Extract to read:

Science & Technology
Using data science to understand global climate systems
Tom Weber uses data from NASA satellite images, such as the image above. The color of the surface ocean reflects how much phytoplankton biomass there is, with the greener color indicating more chlorophyll and therefore more phytoplankton. (Image credit / NASA)
Climate scientists at the University of Rochester are using data science to understand what drives global climate systems — from deep in the ocean to high in the sky.
Tom Weber, who studies marine ecosystems, and Lee Murray, who studies atmospheric chemistry, both joined the Department of Earth and Environmental Science as assistant professors this academic year.
Earth science and computer science have been closely intertwined since the development of modern computers. Murray notes that modern computers were developed during World War II with three primary motivations: codebreaking, ballistics calculations, and weather forecasting.
“Weather models were the earliest atmospheric models that existed and helped birth the modern digital computer,” he says.
These models have been pushing the limits of technology ever since.
“Originally, much of science was data limited,” Murray says. “We had relatively few data points, and it’s quite fascinating how some of the most brilliant minds of the last century were able to extrapolate from these limited observations. Now we tend to have the opposite problem: we are awash with data from observations and models, and our job as scientists is to extract signal from the noise.”
In addition to their individual research, Murray and Weber will be collaborating on a joint project funded by NASA, in which they will use models and satellite data to explore the global methane cycle and exchange of methane between the atmosphere and ocean and freshwater lakes.
Lee Murray
Assistant professor of earth and environmental sciences
Atmospheric Chemistry and Climate Modeling Group
Last month the World Health Organization released a statement citing air pollution as the leading cause of preventable death in children world-wide; understanding the roles of natural and man-made contributions to air quality in the past and the future is increasingly relevant, says Lee Murray.
Murray develops computer models of the dynamics and composition of the atmosphere, which he compares to NASA satellite data and other surface observations from around the world. He uses high-performance computing (HPC) systems, including the University’s BlueHive cluster, to simulate and predict how air pollution and the climate systems influence each other.
His recent focus has been on understanding atmospheric methane. Methane is both a major precursor for photochemical smog pollution and a powerful greenhouse gas. Historically unregulated, atmospheric methane levels have almost tripled since the Industrial Revolution.
In 2015 New York State committed to 40 percent reductions in its greenhouse gas emissions by 2030 relative to 1990 in its Reforming the Energy Vision (REV) goals, which may target methane reductions from in-state sources.

(Saved entries)
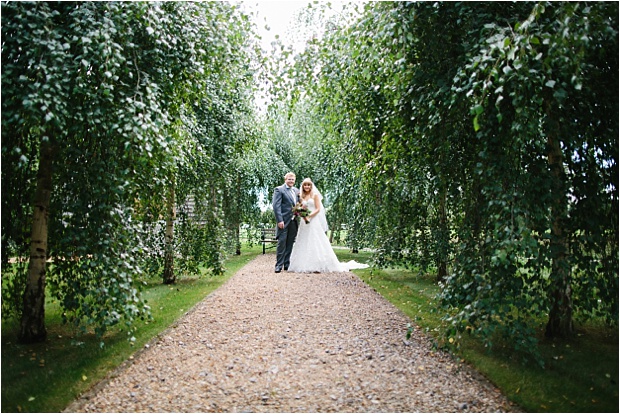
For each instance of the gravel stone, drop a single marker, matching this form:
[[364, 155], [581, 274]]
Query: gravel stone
[[292, 342]]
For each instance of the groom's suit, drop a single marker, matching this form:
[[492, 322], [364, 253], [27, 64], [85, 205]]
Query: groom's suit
[[284, 199]]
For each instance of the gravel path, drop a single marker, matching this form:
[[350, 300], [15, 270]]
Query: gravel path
[[288, 342]]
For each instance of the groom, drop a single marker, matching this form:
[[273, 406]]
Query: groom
[[284, 199]]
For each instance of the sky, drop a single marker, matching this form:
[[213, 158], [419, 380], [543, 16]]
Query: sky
[[278, 15]]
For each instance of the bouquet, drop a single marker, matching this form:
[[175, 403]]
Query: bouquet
[[301, 210]]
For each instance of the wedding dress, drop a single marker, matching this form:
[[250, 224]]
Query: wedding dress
[[312, 251]]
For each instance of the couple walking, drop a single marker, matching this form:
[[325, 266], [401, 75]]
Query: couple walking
[[303, 245]]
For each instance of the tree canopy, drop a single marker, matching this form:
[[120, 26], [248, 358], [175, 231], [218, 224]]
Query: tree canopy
[[478, 141]]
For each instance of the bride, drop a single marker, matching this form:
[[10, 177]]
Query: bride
[[312, 251]]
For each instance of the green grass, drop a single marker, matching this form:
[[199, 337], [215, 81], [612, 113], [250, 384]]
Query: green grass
[[580, 374], [47, 377]]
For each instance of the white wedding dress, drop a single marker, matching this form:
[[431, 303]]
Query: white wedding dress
[[312, 251]]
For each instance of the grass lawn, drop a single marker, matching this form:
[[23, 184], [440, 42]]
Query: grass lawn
[[580, 374], [47, 377]]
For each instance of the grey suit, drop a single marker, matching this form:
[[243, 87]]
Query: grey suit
[[283, 202]]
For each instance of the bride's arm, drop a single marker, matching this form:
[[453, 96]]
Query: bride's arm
[[317, 204]]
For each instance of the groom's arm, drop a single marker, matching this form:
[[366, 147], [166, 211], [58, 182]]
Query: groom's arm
[[277, 205]]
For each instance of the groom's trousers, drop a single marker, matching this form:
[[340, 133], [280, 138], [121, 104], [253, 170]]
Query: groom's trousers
[[286, 238]]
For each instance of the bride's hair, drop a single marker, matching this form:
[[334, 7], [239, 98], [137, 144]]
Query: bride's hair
[[303, 190]]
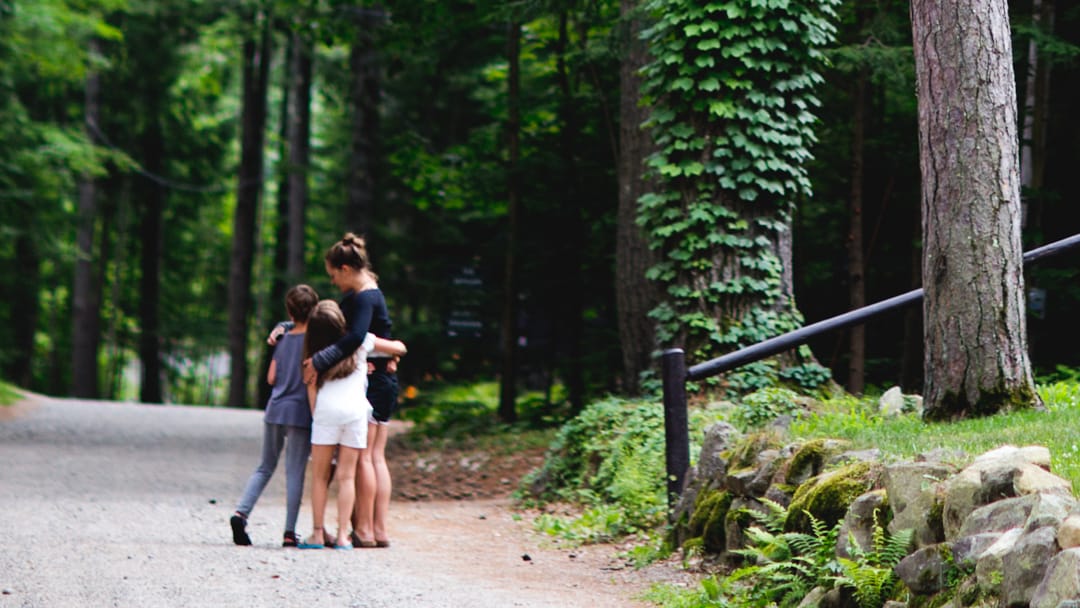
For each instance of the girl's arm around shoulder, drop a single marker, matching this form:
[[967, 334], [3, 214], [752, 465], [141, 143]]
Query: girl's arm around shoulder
[[395, 348]]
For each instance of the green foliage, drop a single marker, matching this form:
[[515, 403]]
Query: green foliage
[[9, 394], [731, 86], [765, 405], [869, 571], [464, 416], [906, 436], [783, 567]]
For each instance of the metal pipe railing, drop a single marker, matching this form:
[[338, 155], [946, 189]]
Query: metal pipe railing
[[675, 373]]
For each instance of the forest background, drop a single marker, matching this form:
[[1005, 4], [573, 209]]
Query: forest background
[[170, 167]]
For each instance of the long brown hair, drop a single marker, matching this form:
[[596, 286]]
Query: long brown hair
[[326, 326]]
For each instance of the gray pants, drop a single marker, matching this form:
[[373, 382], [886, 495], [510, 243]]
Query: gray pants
[[297, 443]]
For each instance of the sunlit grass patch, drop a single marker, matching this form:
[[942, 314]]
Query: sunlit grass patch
[[903, 437], [9, 394]]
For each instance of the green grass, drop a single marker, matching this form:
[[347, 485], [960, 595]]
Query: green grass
[[9, 394], [903, 437], [464, 416]]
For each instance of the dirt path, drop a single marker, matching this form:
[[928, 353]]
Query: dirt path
[[123, 504]]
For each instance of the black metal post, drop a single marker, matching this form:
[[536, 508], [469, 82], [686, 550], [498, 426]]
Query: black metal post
[[676, 426]]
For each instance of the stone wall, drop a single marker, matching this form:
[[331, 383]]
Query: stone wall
[[997, 530]]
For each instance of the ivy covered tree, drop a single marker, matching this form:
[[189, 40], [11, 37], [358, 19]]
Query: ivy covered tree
[[731, 85]]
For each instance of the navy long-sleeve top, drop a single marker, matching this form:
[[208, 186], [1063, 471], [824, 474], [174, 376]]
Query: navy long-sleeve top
[[364, 311]]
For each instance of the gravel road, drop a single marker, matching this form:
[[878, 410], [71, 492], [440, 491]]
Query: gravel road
[[127, 505]]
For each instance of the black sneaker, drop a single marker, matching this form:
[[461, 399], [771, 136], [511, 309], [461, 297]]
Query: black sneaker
[[239, 535]]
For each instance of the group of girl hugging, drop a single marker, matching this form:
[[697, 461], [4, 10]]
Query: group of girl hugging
[[335, 388]]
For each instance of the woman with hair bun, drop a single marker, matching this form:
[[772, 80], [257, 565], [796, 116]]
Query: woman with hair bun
[[365, 311]]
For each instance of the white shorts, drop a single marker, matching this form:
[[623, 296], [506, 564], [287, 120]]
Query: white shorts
[[350, 434]]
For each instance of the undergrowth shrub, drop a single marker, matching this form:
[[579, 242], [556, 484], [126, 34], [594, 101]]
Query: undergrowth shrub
[[610, 459]]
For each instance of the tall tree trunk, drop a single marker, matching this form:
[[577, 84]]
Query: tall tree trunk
[[299, 152], [256, 70], [856, 272], [1033, 156], [364, 104], [85, 298], [635, 295], [150, 234], [279, 282], [910, 367], [571, 325], [24, 299], [975, 332], [508, 380]]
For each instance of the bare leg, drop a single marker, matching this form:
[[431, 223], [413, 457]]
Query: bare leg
[[377, 440], [347, 491], [321, 456], [362, 515]]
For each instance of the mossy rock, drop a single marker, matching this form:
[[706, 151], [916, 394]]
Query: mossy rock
[[828, 495], [743, 455], [709, 517], [810, 458]]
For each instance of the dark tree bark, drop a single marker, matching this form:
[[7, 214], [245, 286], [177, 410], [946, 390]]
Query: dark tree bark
[[256, 52], [571, 325], [152, 194], [364, 104], [85, 293], [1033, 158], [975, 332], [299, 154], [24, 300], [856, 271], [278, 283], [635, 295], [508, 380]]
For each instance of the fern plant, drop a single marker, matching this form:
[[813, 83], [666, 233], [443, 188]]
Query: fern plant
[[783, 567], [869, 571]]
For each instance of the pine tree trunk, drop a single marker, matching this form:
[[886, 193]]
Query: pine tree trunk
[[508, 380], [85, 298], [635, 295], [299, 154], [571, 325], [363, 100], [856, 272], [152, 194], [24, 298], [253, 120], [975, 330]]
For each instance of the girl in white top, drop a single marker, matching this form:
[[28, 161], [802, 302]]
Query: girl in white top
[[339, 418]]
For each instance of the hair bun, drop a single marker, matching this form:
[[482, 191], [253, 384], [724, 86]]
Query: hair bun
[[352, 240]]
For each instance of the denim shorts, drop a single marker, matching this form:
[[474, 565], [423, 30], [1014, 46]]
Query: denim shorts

Actions to take:
[1] In the article on climate data science, condense the paragraph beginning "His recent focus has been" into a shorter version that keeps its main facts.
[2] Repeat word for word the stretch of the climate data science article from "Climate scientists at" through "technology ever since.".

Exercise responses:
[1] Murray's recent work centers on atmospheric methane, a major precursor of photochemical smog and a powerful greenhouse gas. Historically unregulated, it has nearly tripled in the atmosphere since the Industrial Revolution.

[2]
Climate scientists at the University of Rochester are using data science to understand what drives global climate systems — from deep in the ocean to high in the sky.
Tom Weber, who studies marine ecosystems, and Lee Murray, who studies atmospheric chemistry, both joined the Department of Earth and Environmental Science as assistant professors this academic year.
Earth science and computer science have been closely intertwined since the development of modern computers. Murray notes that modern computers were developed during World War II with three primary motivations: codebreaking, ballistics calculations, and weather forecasting.
“Weather models were the earliest atmospheric models that existed and helped birth the modern digital computer,” he says.
These models have been pushing the limits of technology ever since.